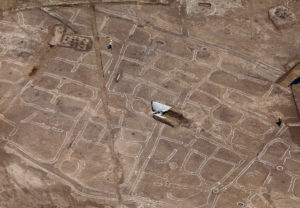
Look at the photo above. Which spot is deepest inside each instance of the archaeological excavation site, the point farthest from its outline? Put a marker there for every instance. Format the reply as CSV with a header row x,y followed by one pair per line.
x,y
149,103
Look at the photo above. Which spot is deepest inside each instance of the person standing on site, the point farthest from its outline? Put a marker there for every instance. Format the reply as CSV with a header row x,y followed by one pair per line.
x,y
110,45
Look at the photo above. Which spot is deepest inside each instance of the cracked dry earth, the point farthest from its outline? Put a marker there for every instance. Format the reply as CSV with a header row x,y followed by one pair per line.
x,y
73,136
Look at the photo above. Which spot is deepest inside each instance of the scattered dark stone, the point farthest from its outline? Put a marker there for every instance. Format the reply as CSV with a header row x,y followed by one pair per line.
x,y
33,71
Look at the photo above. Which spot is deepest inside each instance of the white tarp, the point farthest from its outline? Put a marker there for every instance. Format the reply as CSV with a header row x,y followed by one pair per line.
x,y
159,108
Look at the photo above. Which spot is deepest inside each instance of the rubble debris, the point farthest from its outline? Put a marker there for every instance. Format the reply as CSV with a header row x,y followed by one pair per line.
x,y
282,17
168,115
293,72
33,71
64,38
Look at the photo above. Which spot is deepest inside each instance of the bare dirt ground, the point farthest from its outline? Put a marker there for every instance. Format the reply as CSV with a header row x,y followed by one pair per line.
x,y
76,128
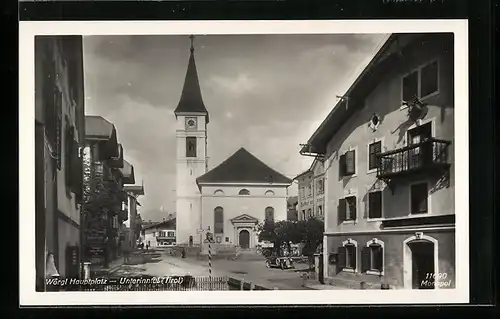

_What you need to do:_ Pull out each line of the entries above that contains the word "dark".

_Exercise result:_
Look at the photo above. Which spot is deepest inside each instance of the scattered dark stone, the point farthest from its outline? Put a marker there for every instance. Format the reply as CSV with a header row x,y followed by one pair per line.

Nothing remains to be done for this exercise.